REQUIRED ACTION :: The lines of the records that include "white" should all be copied.

Dataset entries ::
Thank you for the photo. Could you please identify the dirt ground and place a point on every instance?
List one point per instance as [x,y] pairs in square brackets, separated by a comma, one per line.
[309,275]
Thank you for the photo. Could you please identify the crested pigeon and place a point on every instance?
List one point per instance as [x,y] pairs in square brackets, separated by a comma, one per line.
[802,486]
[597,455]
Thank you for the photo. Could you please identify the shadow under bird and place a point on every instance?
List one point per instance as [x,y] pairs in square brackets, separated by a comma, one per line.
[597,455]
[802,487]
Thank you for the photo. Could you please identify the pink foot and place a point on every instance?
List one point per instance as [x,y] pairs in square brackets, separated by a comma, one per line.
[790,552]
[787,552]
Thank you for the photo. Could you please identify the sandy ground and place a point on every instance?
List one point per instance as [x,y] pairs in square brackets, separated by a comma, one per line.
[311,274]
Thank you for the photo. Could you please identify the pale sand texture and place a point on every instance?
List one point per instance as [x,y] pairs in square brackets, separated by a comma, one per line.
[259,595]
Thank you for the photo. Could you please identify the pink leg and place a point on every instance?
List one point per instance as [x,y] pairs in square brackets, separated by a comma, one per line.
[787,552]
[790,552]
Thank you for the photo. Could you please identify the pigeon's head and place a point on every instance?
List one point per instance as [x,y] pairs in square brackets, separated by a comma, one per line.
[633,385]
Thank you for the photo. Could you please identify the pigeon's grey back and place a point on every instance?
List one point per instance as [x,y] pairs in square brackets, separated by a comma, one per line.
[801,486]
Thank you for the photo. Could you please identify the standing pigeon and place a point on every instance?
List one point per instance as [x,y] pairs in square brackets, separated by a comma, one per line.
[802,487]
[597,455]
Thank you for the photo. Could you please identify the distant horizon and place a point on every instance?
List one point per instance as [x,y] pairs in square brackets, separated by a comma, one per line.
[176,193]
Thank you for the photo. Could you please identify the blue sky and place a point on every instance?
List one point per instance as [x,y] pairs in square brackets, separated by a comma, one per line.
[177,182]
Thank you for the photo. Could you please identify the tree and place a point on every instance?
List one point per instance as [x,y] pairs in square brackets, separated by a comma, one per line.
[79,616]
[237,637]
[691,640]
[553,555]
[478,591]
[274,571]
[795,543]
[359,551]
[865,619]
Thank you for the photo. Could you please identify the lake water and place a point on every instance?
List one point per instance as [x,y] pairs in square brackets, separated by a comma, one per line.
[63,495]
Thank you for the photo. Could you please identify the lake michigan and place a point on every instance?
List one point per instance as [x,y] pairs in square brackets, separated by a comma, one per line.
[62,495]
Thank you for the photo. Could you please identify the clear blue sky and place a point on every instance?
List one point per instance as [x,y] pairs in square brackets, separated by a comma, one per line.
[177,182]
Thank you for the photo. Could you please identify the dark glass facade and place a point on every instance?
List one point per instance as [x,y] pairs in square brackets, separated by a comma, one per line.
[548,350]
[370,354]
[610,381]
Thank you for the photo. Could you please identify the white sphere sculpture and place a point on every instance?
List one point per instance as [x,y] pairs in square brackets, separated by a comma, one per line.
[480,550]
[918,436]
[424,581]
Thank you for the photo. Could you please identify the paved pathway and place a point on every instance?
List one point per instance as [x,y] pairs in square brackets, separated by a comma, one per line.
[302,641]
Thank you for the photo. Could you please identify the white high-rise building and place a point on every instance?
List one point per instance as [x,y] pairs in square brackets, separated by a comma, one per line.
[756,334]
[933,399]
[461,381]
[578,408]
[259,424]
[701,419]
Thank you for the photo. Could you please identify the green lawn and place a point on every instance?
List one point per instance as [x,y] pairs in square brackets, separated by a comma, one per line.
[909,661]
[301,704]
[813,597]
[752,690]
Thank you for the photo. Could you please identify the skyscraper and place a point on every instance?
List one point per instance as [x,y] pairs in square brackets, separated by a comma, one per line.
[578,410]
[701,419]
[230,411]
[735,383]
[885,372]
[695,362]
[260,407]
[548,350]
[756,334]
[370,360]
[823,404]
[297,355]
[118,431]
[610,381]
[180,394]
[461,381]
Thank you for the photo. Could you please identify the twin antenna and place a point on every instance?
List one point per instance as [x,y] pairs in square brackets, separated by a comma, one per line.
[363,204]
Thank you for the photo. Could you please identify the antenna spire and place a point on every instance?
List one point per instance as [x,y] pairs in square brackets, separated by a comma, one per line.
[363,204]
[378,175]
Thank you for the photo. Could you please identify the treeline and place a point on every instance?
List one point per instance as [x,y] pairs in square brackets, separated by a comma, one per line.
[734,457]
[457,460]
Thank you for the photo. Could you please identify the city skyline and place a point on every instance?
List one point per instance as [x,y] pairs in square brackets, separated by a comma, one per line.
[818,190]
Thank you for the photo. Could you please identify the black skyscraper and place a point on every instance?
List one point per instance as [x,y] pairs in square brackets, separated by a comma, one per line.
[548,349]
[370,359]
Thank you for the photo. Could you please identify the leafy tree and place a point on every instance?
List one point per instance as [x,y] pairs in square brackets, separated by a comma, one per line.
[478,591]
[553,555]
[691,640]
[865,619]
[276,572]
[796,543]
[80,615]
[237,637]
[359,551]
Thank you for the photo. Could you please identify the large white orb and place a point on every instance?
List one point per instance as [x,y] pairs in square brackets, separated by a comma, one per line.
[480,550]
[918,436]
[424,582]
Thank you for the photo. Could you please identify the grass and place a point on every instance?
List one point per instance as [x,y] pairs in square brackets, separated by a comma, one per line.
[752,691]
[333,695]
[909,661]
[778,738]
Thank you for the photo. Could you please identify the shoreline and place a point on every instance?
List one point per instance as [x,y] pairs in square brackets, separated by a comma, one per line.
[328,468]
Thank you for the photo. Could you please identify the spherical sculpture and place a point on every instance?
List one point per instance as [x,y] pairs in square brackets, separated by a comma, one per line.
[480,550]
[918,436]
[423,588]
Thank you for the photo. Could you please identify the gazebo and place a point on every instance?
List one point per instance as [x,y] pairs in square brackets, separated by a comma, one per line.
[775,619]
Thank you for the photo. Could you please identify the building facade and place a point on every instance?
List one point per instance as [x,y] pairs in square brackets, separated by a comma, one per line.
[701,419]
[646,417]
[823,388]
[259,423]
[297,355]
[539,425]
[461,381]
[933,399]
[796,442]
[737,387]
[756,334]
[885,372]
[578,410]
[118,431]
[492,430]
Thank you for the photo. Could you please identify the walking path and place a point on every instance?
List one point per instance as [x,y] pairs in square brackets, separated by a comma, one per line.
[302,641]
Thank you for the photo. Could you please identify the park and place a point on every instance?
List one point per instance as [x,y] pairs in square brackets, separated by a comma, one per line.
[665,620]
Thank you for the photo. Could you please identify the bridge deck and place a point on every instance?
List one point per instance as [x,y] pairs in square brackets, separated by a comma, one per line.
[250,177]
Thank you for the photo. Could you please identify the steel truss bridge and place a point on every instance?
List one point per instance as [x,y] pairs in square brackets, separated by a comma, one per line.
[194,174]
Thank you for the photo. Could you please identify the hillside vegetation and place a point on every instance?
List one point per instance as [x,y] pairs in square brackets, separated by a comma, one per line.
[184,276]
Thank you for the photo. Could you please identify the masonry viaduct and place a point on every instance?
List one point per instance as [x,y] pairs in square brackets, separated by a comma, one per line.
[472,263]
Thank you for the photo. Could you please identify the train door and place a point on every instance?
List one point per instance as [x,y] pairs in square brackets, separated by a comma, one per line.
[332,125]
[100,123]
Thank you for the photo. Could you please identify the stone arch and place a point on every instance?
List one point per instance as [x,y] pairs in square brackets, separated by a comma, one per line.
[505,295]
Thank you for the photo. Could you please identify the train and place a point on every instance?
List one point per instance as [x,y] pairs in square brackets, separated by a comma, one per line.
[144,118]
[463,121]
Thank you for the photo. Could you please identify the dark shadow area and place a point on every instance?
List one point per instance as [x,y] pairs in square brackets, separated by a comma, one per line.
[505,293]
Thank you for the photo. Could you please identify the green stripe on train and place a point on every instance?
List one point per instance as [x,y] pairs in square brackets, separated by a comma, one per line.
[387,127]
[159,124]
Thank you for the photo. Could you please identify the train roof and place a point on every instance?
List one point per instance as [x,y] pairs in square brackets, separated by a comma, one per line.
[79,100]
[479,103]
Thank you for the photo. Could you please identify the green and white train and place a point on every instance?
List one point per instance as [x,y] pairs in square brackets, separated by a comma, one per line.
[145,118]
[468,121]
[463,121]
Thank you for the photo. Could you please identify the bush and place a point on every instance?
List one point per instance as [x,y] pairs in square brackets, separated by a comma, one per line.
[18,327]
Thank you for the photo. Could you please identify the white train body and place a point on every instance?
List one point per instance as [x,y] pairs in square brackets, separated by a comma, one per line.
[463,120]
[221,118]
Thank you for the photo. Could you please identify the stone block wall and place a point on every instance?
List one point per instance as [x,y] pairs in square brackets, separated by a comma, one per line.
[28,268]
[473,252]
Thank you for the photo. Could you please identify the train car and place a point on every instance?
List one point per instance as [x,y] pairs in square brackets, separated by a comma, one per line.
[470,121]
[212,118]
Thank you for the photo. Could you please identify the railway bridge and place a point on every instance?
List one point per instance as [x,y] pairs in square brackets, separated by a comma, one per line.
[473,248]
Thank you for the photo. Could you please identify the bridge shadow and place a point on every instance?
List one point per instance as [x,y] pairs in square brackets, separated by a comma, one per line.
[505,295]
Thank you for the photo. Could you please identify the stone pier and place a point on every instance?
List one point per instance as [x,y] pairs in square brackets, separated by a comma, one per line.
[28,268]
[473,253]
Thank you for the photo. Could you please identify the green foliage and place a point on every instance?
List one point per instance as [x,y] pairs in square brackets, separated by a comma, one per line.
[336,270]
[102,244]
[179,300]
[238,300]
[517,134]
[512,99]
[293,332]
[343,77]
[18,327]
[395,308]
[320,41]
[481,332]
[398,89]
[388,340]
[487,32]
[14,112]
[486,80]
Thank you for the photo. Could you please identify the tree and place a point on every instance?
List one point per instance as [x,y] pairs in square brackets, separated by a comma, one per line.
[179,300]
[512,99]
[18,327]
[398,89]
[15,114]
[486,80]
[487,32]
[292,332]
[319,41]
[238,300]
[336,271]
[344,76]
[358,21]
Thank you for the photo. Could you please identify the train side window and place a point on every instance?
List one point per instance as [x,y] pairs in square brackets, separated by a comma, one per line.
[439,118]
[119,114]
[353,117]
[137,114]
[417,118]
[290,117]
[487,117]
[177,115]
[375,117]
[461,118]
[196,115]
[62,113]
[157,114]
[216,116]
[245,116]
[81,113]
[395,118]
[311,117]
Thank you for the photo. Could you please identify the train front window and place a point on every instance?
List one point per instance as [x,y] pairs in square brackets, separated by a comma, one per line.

SOLUTION TO THE EXERCISE ::
Thank you for the photo. Could you please identify the white sphere sculpture and place a point on every instance?
Thank you for the photo. Could you please identify the white high-rise building and place a point on every instance?
Thank you for the photo. Could you please identify the large white orb and place a point on every instance?
Thank you for the photo. Could you please identify the green and white train and place a point on every instance?
Thank you for the photo. Could you please identify the white train body and place a point on every instance?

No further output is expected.